EXERCISE: Format the records below as a two-column CSV with the headers "text" and "answer", covering only the stretch from the line with "Identify one point on each instance of the shop" up to and including the last line of the records. Give one row per record, with each field in quotation marks and any line breaks replaced by spaces.

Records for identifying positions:
************
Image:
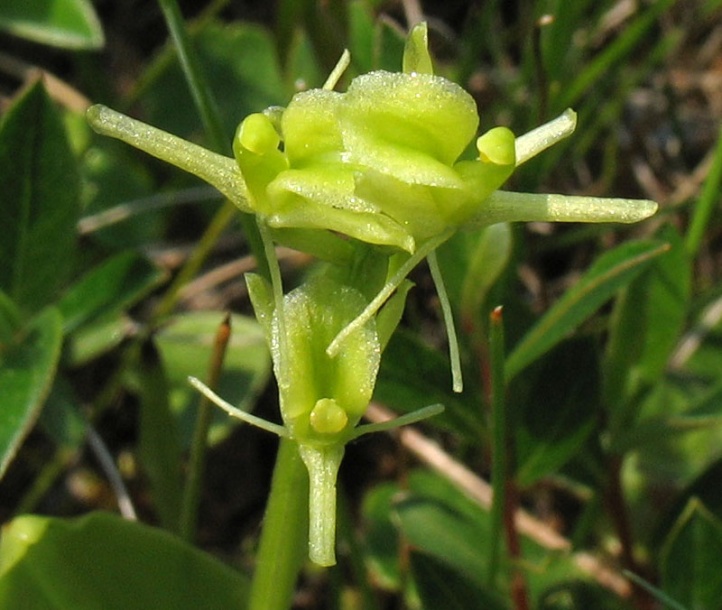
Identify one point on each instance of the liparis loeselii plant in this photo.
(371, 181)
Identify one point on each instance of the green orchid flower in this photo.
(379, 163)
(386, 165)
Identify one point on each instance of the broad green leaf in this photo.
(186, 343)
(69, 24)
(690, 559)
(27, 368)
(102, 561)
(10, 318)
(160, 450)
(113, 286)
(40, 201)
(62, 418)
(612, 271)
(558, 412)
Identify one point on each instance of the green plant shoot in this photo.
(387, 164)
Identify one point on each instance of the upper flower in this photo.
(381, 162)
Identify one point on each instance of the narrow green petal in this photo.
(505, 206)
(416, 51)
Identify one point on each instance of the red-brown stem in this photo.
(619, 515)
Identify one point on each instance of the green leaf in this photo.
(40, 189)
(472, 262)
(10, 318)
(69, 24)
(241, 67)
(440, 587)
(690, 559)
(612, 271)
(27, 369)
(102, 561)
(110, 288)
(186, 343)
(648, 318)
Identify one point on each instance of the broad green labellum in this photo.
(380, 162)
(322, 397)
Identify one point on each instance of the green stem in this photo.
(323, 463)
(283, 544)
(499, 437)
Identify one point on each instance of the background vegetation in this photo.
(116, 271)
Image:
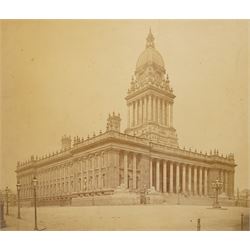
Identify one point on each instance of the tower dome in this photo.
(150, 56)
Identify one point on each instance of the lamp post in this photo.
(35, 185)
(217, 185)
(7, 200)
(18, 186)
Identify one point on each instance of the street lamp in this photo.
(35, 185)
(7, 200)
(217, 185)
(18, 187)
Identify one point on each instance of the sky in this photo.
(65, 77)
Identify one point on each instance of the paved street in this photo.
(149, 217)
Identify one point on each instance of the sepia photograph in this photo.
(124, 125)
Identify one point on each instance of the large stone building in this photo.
(145, 155)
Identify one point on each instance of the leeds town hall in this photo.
(115, 167)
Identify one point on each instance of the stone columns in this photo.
(125, 165)
(159, 111)
(195, 180)
(163, 113)
(205, 181)
(158, 175)
(226, 182)
(153, 109)
(167, 114)
(150, 173)
(134, 171)
(164, 176)
(177, 184)
(140, 111)
(87, 173)
(171, 178)
(189, 179)
(183, 178)
(171, 115)
(100, 171)
(146, 108)
(150, 108)
(133, 114)
(128, 125)
(200, 181)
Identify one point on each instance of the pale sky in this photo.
(64, 77)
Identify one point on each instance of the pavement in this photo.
(134, 217)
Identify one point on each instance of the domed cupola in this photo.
(150, 56)
(150, 99)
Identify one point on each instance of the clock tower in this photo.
(150, 99)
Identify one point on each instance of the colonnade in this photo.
(150, 108)
(80, 175)
(175, 177)
(91, 173)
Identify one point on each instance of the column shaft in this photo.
(183, 179)
(129, 116)
(164, 177)
(150, 108)
(195, 180)
(125, 165)
(150, 173)
(189, 179)
(158, 175)
(200, 181)
(226, 182)
(163, 113)
(171, 115)
(167, 115)
(134, 171)
(205, 182)
(171, 178)
(177, 184)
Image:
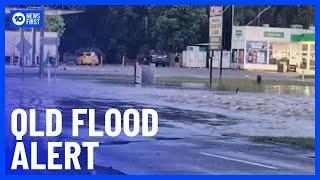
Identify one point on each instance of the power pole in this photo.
(41, 65)
(34, 32)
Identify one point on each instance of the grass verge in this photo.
(303, 142)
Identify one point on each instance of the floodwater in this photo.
(305, 90)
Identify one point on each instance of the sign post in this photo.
(215, 34)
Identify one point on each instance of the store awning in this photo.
(304, 37)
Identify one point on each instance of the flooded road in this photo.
(200, 131)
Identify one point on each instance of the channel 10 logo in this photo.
(26, 18)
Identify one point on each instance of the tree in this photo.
(178, 26)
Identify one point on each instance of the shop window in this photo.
(305, 47)
(278, 52)
(241, 56)
(256, 52)
(304, 58)
(312, 57)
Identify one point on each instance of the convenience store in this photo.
(263, 48)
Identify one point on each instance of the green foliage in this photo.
(133, 30)
(178, 26)
(54, 24)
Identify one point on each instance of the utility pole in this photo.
(34, 32)
(41, 65)
(21, 62)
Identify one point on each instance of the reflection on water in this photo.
(267, 88)
(290, 89)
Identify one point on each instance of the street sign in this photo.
(51, 41)
(215, 27)
(24, 46)
(216, 11)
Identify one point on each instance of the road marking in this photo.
(239, 160)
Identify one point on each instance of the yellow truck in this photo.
(88, 58)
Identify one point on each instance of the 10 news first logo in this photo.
(26, 18)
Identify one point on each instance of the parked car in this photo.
(158, 57)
************
SOLVED EXERCISE:
text,answer
"Identify one point on each instance of the shop window in this photo.","(305, 47) (278, 52) (241, 56) (256, 52) (304, 58) (312, 57)"
"Identify one point on each instance of the convenience store in this photo.","(263, 48)"
"Identify one point on each instance of the green foliage in this photo.","(133, 30) (178, 26) (54, 24)"
"Identify one point on each instance of the utility pole in this photo.","(34, 32) (41, 65) (21, 62)"
"Identify one point on each instance of the reflection on water in this photo.","(267, 88) (290, 89)"
"Identify one point on each instance of the street sign in this photo.","(51, 41) (215, 27) (24, 46) (216, 11)"
"Identify one point on each instance of the road marking in this photo.","(239, 160)"
"Identify one point on each instance of the yellow truck in this photo.","(88, 58)"
"Identify one point on each instance of the 10 news first logo in this photo.","(26, 18)"
"Identify one point on each instance of the parked car in this photo.","(158, 57)"